▸ **TEXTE À LIRE**:

Les deux dernières parties ne peuvent être portées en dépense par les administrateurs du trésor qu'en novembre ; il doit en être de même pour quelques mille florins sur le crédit primitif. Ainsi donc la nouvelle manière de vous présenter les chiffres, confirme l'exactitude des calculs qui ont servi de base à la demande de 2,800,000 florins, et vous donne un moyen de les vérifier approximativement.
L'examen rapide du budget que j'ai l'honneur de vous présenter sera, je m'en flatte, un titre de plus à votre confiance. Mais avant le budget, le gouvernement soumet à votre approbation un projet de loi qui fixe le contingent de l'armée pour l'année 1832.
Ce projet est dicté par le même esprit que la loi des dépenses ; il prévoit d'abord l'état de paix.
Le contingent de l'armée est divisé en trois catégories : les hommes sous les drapeaux, les miliciens en congé et ceux en réserve.
La réserve se compose de la levée de 1832, elle est évaluée à 12,000 hommes, sauf à n'appeler plus tard sous les armes que les hommes nécessaires au service. Le mode de fixer un maximum présente l'avantage de pouvoir passer plus vite du pied de paix au pied de guerre. Il correspondrait à une force de 80,000 hommes, si toutes les levées avaient été fixées de la même manière.
Le pouvoir législatif est substitué par l'article 119 de la constitution au pouvoir que le Roi exerçait en vertu de l'article 11 de la loi du 8 janvier 1819. Les inconvénients de la fixation annuelle se sont fait sentir dans l'exécution de cet article, depuis que nous sommes en état de guerre. Les contingents n'avaient été portés qu'aux 3/4 des limites fixées par la loi, et, chose étonnante, celui de 1831 ne dépasse guère la moitié, ou 1 homme sur 600.
Il eût fallu une interprétation judaïque pour revenir sur le passé, instituer des conseils de milice pour examiner tous les cas d'exemption des hommes appelés complémentairement ; la fixation du maximum remédie à cet inconvénient, sans entraîner l'obligation d'appeler plus d'hommes sous les armes.

Relevés d'étiquetage des lieux
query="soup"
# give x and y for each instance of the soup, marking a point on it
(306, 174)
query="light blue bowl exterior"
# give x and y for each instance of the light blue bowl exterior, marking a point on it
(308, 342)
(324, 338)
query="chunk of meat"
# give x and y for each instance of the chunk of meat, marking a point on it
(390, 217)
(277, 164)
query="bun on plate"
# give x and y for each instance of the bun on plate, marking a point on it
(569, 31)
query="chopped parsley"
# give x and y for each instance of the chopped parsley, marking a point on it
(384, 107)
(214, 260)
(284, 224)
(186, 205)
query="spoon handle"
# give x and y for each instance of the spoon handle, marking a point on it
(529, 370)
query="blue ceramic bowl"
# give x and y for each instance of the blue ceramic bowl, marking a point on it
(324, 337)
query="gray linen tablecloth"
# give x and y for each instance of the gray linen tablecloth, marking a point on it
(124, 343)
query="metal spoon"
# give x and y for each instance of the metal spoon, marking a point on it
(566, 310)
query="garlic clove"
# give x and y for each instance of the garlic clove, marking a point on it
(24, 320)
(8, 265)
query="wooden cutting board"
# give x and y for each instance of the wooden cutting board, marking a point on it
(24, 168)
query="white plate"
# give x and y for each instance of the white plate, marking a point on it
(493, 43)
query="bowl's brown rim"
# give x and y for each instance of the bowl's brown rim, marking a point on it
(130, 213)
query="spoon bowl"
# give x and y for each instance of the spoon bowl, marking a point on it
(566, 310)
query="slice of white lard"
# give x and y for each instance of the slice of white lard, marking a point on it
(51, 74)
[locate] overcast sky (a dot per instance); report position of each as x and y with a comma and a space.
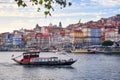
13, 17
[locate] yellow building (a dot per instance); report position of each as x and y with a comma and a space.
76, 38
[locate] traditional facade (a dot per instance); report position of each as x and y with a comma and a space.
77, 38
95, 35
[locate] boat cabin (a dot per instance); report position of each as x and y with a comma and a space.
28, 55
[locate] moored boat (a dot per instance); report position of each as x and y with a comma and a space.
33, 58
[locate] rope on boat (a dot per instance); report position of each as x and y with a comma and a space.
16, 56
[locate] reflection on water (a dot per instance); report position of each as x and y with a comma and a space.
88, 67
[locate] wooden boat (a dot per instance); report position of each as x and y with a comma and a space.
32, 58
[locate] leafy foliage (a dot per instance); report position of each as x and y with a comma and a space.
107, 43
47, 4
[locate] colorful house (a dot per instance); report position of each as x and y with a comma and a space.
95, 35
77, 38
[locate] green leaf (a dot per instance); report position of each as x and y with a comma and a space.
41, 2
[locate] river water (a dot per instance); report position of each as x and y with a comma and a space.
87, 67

▸ **CONSIGNE**: Pouvez-vous recopier mot pour mot le passage du texte sur le contingent de l'armée qui va de « Le pouvoir législatif » à « homme sur 600. », bornes incluses ? La liste ci-dessus n'est d'aucune utilité ici.

▸ **RÉPONSE RÉDIGÉE**:
Le pouvoir législatif est substitué par l'article 119 de la constitution au pouvoir que le Roi exerçait en vertu de l'article 11 de la loi du 8 janvier 1819. Les inconvénients de la fixation annuelle se sont fait sentir dans l'exécution de cet article, depuis que nous sommes en état de guerre. Les contingents n'avaient été portés qu'aux 3/4 des limites fixées par la loi, et, chose étonnante, celui de 1831 ne dépasse guère la moitié, ou 1 homme sur 600.